Short task
Write out the data again in full, exactly as it reads.

##########

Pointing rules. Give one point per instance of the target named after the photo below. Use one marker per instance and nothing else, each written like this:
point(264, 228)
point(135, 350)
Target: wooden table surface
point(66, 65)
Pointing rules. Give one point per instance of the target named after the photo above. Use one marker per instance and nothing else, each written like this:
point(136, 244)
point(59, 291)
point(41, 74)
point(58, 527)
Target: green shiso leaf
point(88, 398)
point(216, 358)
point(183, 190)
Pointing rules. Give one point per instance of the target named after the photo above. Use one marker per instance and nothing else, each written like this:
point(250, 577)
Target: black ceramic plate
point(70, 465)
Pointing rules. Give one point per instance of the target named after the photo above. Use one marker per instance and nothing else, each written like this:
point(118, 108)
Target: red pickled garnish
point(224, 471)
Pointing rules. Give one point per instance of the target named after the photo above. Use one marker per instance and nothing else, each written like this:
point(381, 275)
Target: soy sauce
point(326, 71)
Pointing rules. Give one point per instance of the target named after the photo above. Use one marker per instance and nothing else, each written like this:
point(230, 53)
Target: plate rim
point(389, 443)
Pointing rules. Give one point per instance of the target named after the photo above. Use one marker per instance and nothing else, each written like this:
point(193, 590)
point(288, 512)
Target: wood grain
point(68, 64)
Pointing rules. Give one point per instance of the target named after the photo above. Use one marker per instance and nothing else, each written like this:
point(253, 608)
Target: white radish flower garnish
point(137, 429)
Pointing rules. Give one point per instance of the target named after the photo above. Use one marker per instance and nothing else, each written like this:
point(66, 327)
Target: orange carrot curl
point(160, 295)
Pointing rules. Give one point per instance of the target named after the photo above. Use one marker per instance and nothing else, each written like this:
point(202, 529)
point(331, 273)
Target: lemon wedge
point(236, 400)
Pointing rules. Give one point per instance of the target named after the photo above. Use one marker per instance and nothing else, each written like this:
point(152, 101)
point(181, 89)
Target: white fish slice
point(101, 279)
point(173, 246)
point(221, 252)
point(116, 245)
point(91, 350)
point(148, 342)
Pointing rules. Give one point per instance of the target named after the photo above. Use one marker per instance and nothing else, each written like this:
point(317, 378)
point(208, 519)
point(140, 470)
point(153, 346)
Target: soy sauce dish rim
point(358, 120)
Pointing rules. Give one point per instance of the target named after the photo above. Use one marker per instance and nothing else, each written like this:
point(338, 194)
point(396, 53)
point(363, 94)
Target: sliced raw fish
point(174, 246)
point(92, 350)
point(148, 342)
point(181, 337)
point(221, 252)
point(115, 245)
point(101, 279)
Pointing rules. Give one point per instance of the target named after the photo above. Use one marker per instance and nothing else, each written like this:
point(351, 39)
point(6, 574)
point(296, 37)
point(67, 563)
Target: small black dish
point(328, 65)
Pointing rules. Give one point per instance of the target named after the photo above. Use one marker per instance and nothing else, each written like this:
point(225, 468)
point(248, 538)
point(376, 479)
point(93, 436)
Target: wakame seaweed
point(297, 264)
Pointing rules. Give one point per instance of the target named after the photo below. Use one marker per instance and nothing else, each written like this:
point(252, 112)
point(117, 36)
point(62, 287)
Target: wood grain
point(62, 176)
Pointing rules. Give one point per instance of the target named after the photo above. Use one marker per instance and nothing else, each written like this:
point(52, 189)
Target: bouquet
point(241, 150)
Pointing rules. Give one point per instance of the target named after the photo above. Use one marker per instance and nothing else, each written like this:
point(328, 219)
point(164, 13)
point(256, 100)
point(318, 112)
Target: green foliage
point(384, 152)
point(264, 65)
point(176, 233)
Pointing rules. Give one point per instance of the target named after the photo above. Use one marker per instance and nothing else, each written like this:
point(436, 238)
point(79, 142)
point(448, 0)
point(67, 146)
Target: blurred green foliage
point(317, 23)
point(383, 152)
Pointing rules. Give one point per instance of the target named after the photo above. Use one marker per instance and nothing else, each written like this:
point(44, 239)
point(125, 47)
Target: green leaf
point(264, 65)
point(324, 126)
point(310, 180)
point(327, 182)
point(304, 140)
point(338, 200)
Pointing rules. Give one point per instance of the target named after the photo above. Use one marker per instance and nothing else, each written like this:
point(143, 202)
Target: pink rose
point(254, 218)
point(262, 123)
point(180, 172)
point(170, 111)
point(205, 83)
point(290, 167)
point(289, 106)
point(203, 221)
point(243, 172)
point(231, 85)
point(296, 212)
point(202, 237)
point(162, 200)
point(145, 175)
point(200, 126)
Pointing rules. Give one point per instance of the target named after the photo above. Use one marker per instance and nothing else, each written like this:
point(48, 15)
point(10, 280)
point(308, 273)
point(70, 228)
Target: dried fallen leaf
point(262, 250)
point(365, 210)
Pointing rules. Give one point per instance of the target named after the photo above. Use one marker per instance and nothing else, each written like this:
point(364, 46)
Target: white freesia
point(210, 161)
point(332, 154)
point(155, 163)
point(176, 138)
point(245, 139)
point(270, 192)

##########

Final result
Pointing rules. Give one point per instance of the target named after the photo below. Use one marker per instance and nothing else, each written like this:
point(264, 228)
point(135, 350)
Target: wooden table surface
point(66, 65)
Pointing rules. Give one point per instance of the target named after the photo above. Use one marker per instance and nothing else, each written like this:
point(136, 244)
point(59, 291)
point(41, 74)
point(58, 527)
Target: green shiso leaf
point(88, 398)
point(216, 358)
point(183, 190)
Pointing rules. Give one point per instance of the target named after the photo above. Use one marker per instance and nothing else, each written like this:
point(250, 577)
Target: black ceramic plate
point(70, 465)
Pointing rules. Give one point per instance of the target named after the photo above. Use one marker per instance and nothing else, each written like this:
point(118, 108)
Target: red pickled garnish
point(224, 471)
Pointing rules. Give one point per instance of the target named after the photo above. Use one marker per instance and nothing else, each written like this:
point(381, 275)
Target: soy sauce
point(326, 71)
Pointing rules. Give one point per instance of the target named after the photo above. Use one marker per instance and nothing else, each written like this:
point(230, 53)
Target: plate rim
point(389, 443)
Pointing rules. Give one point per instance of the target named after the photo above. Use one marker per instance and nothing else, each written like this:
point(193, 590)
point(288, 512)
Target: wood grain
point(68, 64)
Pointing rules. Give one point per instance of the target named after the photo above. Use one marker per instance and nothing else, each written like this:
point(253, 608)
Target: white radish flower garnish
point(137, 429)
Pointing rules. Give one point per instance of the target named after the photo above. Use one marker per instance and nothing else, each written like this:
point(66, 327)
Target: orange carrot curl
point(160, 295)
Pointing rules. Give one point per instance of the target named after the photo above. Use one marker per instance and nothing else, each written like this:
point(202, 529)
point(331, 273)
Target: lemon wedge
point(236, 400)
Pointing rules. Give one point per instance of the target named after the photo above. Use one marker per instance and nothing else, each written like this:
point(152, 101)
point(181, 89)
Target: white fish slice
point(101, 279)
point(173, 246)
point(221, 252)
point(116, 245)
point(91, 350)
point(148, 342)
Pointing rules. Give one point per instance of the target named after the photo above. Use one marker per instance and nothing else, each written like this:
point(317, 378)
point(208, 519)
point(140, 470)
point(153, 346)
Target: soy sauce dish rim
point(358, 120)
Pointing rules. Give one point per instance of the target named after the photo above. Use one marker per instance and nothing else, each written like this:
point(338, 194)
point(396, 53)
point(363, 94)
Target: sliced raw fish
point(174, 246)
point(92, 350)
point(148, 342)
point(181, 337)
point(221, 252)
point(115, 245)
point(101, 279)
Pointing rules. Give one point per instance of the target named after the photo above. Use one marker per instance and nothing else, each written like this:
point(351, 39)
point(6, 574)
point(296, 37)
point(67, 563)
Target: small black dish
point(328, 65)
Pointing rules. Give one point per instance of the target named after the photo above. Use one marker per instance and nothing else, each written like this:
point(225, 468)
point(248, 538)
point(376, 479)
point(93, 436)
Target: wakame seaweed
point(297, 264)
Pointing rules. Give one point per instance of the target named after the photo below. Use one marker per instance and nothing else, each written like this:
point(252, 112)
point(117, 36)
point(62, 287)
Target: wood grain
point(62, 176)
Pointing rules. Give one point per instance of the target named after the photo above. Use one marker per instance and nothing else, each written like this:
point(52, 189)
Target: bouquet
point(241, 150)
Pointing rules. Give one point per instance of the target named after the photo above. Use one marker per instance and nothing else, each written like this:
point(328, 219)
point(164, 13)
point(256, 100)
point(318, 112)
Target: green foliage
point(384, 152)
point(264, 65)
point(176, 233)
Pointing rules. Give one point per instance of the target named after the photo above. Use one marker per instance and nothing else, each written like this:
point(436, 238)
point(79, 142)
point(448, 0)
point(67, 146)
Target: blurred green foliage
point(317, 23)
point(383, 152)
Pointing rules. Give one point per instance of the target named after the photo above. Use one marker per instance and nothing else, each written like this:
point(44, 239)
point(125, 47)
Target: green leaf
point(264, 65)
point(324, 126)
point(310, 180)
point(327, 182)
point(304, 140)
point(338, 200)
Pointing rules. Give one point per instance of the target named after the photo above. Use one marker per instance and nothing else, each written like this:
point(143, 202)
Target: pink rose
point(254, 218)
point(262, 123)
point(180, 172)
point(170, 111)
point(205, 83)
point(290, 167)
point(289, 106)
point(203, 221)
point(243, 172)
point(231, 85)
point(296, 212)
point(202, 237)
point(162, 200)
point(145, 175)
point(200, 126)
Pointing rules. Give one point per instance of the target named after the photo above. Use one marker per instance and nothing else, each written like this:
point(48, 15)
point(10, 280)
point(308, 273)
point(70, 228)
Target: dried fallen leaf
point(262, 250)
point(365, 210)
Pointing rules. Give one point per instance of the target named after the photo above. Use one marker per instance and nothing else, each written like this:
point(364, 46)
Target: white freesia
point(210, 161)
point(332, 154)
point(155, 163)
point(176, 138)
point(245, 139)
point(270, 192)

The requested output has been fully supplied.